**What you will do**
Could you repeat the items from the line with "Test yourself! Look at the image and find the blue jeans." to the line with "[22,229,105,278]", changing "shrub" to "bush" and leaving everything else untouched?

**Items from a box labeling dataset**
--- Start ---

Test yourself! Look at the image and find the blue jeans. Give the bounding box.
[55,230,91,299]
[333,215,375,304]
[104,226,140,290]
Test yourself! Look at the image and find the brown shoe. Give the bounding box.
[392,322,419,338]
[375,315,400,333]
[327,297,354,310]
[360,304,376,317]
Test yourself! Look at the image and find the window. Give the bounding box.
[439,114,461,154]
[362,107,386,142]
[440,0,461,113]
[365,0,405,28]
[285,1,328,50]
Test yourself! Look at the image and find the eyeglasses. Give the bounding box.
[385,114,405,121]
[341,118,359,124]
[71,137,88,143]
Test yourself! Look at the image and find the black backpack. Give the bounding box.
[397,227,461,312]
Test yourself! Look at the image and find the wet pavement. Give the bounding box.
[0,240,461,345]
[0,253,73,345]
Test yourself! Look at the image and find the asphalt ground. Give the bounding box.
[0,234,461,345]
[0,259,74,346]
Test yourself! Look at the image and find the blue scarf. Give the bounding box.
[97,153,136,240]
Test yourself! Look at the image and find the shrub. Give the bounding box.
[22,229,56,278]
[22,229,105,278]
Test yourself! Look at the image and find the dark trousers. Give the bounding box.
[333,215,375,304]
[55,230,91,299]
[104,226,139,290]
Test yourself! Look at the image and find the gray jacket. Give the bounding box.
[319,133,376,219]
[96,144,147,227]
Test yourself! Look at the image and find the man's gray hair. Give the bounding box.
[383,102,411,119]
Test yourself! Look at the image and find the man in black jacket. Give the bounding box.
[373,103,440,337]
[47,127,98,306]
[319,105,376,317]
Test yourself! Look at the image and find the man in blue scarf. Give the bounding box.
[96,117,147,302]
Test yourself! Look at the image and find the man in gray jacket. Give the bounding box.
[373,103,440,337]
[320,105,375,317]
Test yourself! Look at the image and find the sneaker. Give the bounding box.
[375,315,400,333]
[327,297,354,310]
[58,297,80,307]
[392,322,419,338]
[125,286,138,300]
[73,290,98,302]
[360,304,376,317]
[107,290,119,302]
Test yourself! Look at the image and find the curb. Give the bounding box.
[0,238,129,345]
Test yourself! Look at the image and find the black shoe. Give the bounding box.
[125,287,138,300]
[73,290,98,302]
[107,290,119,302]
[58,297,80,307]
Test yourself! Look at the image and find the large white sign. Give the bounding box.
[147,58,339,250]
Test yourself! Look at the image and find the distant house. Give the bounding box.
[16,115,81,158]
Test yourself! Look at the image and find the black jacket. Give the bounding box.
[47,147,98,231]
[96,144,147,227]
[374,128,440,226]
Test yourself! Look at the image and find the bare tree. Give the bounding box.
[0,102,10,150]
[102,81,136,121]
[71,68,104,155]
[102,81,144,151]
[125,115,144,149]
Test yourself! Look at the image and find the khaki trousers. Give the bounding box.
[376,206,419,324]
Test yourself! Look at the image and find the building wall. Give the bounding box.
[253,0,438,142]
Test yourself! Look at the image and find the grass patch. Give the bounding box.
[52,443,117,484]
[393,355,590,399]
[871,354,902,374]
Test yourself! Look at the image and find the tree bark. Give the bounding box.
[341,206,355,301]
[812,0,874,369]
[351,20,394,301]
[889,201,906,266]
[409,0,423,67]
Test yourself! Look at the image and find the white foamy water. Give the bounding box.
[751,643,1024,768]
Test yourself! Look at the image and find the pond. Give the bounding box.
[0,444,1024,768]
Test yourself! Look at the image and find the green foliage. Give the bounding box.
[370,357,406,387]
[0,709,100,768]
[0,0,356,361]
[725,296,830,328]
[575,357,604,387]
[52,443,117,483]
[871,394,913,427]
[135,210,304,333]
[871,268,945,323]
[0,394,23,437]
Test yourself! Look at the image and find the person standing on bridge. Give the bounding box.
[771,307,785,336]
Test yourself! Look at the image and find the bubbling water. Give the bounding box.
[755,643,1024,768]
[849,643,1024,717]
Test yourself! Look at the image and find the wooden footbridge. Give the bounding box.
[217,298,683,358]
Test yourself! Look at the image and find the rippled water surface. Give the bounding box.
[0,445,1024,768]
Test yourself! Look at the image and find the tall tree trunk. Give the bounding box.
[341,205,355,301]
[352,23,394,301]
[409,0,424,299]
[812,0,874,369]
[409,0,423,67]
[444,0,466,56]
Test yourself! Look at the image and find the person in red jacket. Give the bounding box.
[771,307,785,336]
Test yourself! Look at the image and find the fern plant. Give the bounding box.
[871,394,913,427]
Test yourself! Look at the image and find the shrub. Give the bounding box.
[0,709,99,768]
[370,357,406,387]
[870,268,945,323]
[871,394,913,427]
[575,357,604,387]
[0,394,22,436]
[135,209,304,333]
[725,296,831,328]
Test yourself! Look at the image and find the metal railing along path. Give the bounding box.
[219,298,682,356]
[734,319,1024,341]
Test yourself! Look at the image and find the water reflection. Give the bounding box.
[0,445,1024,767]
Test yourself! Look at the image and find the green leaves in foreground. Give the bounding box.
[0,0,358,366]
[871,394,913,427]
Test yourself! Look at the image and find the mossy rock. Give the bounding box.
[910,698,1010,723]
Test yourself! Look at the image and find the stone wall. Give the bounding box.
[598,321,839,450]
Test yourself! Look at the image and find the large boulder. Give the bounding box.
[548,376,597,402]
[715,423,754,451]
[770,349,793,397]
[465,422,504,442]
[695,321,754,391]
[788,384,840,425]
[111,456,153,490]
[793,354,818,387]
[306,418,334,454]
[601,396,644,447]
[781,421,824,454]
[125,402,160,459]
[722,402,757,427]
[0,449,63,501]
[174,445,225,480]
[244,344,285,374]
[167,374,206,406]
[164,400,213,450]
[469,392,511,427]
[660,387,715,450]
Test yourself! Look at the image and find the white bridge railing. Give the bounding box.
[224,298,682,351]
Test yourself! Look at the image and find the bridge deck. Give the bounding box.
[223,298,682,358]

--- End ---
--- Start ---

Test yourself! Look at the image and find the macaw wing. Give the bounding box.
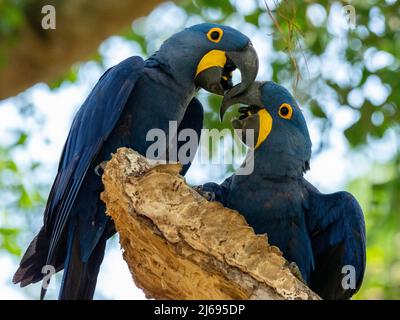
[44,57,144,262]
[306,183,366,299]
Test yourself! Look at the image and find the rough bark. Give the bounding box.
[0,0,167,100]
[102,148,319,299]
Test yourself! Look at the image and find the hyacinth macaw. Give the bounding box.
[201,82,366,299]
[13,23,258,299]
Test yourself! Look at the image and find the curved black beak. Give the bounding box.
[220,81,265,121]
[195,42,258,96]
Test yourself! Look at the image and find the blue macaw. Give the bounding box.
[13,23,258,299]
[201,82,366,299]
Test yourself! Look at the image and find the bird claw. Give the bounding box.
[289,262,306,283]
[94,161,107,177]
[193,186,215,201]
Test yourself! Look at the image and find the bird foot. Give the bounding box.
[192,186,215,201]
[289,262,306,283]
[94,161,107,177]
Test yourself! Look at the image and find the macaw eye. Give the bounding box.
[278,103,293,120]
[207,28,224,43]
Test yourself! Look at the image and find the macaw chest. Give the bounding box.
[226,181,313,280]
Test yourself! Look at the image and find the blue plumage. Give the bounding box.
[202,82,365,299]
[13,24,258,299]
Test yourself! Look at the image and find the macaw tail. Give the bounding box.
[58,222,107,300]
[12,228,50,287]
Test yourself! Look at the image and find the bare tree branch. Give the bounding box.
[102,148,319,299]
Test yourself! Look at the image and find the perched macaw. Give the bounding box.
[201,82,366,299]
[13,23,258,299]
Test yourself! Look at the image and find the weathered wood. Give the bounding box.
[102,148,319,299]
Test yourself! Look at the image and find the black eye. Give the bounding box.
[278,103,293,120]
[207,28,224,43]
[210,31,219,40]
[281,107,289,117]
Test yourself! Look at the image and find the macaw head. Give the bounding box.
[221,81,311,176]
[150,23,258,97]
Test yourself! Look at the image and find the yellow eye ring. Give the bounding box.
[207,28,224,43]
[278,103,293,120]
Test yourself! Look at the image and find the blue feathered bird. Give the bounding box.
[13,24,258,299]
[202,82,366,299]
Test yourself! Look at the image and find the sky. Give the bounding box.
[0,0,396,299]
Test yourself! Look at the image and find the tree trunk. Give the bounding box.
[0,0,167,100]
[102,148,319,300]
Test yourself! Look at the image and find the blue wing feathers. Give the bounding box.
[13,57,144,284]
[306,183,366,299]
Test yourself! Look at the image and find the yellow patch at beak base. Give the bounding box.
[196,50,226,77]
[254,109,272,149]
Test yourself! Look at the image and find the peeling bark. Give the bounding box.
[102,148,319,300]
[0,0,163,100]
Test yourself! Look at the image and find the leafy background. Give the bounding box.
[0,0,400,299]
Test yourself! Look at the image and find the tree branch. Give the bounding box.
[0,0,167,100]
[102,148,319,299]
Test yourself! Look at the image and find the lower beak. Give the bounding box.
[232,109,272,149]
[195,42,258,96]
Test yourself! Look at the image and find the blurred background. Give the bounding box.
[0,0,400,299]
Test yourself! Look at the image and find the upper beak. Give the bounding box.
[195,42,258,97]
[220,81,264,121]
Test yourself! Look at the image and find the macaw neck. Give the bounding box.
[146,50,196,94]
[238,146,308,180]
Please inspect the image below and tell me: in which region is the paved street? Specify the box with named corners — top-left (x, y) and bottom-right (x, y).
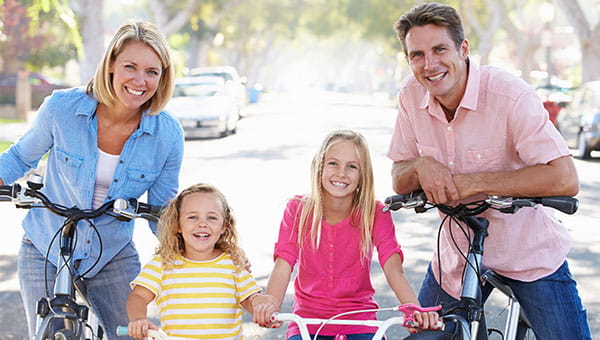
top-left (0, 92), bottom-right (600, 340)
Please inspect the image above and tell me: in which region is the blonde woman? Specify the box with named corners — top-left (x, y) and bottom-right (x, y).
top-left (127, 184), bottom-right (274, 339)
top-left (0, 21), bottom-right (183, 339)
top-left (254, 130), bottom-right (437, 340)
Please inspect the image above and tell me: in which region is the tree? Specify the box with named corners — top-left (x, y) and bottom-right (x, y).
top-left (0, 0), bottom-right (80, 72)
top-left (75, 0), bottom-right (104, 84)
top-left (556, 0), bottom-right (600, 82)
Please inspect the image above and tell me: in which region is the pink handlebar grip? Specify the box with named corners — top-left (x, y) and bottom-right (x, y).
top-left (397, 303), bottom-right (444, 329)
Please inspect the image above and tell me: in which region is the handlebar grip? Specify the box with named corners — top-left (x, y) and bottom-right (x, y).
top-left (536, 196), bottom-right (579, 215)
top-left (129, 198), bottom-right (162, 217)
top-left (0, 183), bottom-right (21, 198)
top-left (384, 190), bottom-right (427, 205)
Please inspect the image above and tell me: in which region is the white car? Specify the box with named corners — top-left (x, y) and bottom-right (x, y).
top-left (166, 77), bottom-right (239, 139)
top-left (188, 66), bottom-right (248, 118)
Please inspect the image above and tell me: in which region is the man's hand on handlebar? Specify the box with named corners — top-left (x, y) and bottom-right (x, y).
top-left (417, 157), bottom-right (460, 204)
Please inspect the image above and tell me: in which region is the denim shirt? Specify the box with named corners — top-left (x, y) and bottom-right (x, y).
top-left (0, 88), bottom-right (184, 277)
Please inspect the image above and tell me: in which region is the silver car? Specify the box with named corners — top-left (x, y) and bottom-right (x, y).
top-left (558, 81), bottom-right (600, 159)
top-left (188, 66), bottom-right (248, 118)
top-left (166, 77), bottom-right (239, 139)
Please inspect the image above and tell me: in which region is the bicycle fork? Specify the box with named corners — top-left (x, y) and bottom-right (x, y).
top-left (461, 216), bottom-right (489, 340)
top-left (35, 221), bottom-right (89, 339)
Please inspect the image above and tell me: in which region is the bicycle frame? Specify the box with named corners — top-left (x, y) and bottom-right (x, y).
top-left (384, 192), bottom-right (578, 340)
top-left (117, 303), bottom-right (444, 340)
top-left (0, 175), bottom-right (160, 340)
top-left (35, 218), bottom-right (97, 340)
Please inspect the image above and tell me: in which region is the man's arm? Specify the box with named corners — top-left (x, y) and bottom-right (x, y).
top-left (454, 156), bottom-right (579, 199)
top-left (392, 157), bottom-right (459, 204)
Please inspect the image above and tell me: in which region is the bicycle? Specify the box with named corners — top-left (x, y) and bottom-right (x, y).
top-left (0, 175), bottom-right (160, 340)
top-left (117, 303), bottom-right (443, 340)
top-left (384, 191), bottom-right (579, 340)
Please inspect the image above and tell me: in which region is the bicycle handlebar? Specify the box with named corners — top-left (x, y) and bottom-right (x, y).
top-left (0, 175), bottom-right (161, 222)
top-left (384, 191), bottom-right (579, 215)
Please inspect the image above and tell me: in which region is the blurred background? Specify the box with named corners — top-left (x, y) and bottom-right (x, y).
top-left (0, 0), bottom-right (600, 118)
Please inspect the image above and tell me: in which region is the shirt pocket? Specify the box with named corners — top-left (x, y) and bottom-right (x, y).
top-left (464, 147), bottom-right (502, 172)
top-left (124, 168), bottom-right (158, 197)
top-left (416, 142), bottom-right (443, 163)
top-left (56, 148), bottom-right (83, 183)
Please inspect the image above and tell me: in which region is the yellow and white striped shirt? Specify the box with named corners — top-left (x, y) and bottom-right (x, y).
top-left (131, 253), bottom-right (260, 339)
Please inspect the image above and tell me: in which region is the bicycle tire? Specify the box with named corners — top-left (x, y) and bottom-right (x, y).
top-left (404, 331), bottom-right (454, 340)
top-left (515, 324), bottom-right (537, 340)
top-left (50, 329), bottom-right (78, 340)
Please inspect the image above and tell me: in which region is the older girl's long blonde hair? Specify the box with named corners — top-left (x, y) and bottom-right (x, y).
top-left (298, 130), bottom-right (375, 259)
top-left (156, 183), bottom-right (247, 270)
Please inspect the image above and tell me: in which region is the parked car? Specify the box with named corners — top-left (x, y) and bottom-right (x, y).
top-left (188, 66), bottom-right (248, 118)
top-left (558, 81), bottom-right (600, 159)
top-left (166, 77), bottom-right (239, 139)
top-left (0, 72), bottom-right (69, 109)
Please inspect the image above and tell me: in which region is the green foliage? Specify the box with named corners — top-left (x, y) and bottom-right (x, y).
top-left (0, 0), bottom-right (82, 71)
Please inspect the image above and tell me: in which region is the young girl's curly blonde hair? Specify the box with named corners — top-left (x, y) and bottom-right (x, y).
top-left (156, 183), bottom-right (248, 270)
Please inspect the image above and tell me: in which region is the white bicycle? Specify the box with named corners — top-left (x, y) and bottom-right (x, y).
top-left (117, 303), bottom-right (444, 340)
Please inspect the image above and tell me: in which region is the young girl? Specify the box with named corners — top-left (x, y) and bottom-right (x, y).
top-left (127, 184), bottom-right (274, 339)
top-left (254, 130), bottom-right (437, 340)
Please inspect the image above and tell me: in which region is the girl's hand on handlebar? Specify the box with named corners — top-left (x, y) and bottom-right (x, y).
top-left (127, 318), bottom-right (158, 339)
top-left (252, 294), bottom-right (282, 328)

--- End ---

**Exercise answer**
Test yourself! Look at the image and find the blue jeans. Give the bounding box.
[55,230,91,299]
[333,215,375,304]
[104,226,140,290]
Test yourself! Look at the image and find the brown shoe. Give the bounding box.
[392,322,419,338]
[375,315,400,333]
[327,297,354,310]
[360,304,376,317]
Test yourself! Look at the image and find the window. Give the bounding box.
[439,114,461,154]
[362,107,386,142]
[440,0,461,113]
[365,0,405,28]
[285,1,328,50]
Test yourself! Look at the image and find the eyeglasses. Give the bounding box.
[385,114,405,121]
[341,118,359,124]
[71,137,88,143]
Test yourself! Look at the image and find the black backpack. Give the bounding box.
[397,227,461,312]
Test yourself! Look at the image and find the wet pavement. Give the bounding box.
[0,240,461,345]
[0,253,73,345]
Test yourself! Look at the image and find the asphalt ground. Give the bounding box.
[0,234,461,345]
[0,259,74,346]
Test yourself! Look at the image and find the blue scarf. Give the bounding box.
[97,153,136,240]
Test yourself! Look at the image and find the bush. Give the bounding box.
[22,229,56,278]
[22,229,105,278]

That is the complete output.